Records excerpted from a collection
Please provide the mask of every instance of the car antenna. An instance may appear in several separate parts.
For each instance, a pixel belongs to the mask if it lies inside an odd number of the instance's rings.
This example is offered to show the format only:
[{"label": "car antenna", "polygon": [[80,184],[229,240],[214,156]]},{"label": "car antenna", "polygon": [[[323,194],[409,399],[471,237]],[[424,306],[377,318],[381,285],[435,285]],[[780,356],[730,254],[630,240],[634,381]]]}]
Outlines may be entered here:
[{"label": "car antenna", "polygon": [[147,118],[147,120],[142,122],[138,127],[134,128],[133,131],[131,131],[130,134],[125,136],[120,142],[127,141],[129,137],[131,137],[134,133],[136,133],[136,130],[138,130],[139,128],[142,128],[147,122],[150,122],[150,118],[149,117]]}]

**Exercise description:**
Exactly as written, transcribe every line shown above.

**Solution:**
Please provide the mask of every instance of the car antenna. An instance may appear in several separate parts.
For each instance, a pixel belongs to the mask if it lies inside an odd number of the instance's rings.
This example is offered to show the format only:
[{"label": "car antenna", "polygon": [[80,184],[229,240],[214,156]]},{"label": "car antenna", "polygon": [[[323,194],[409,399],[471,237]],[[424,306],[377,318],[381,285],[435,285]],[[780,356],[730,254],[630,240],[634,381]]]}]
Outlines may be entered here:
[{"label": "car antenna", "polygon": [[147,118],[147,120],[142,122],[138,127],[134,128],[133,131],[131,131],[130,134],[125,136],[120,142],[127,141],[129,137],[131,137],[134,133],[136,133],[136,130],[138,130],[139,128],[142,128],[147,122],[150,122],[150,118],[149,117]]}]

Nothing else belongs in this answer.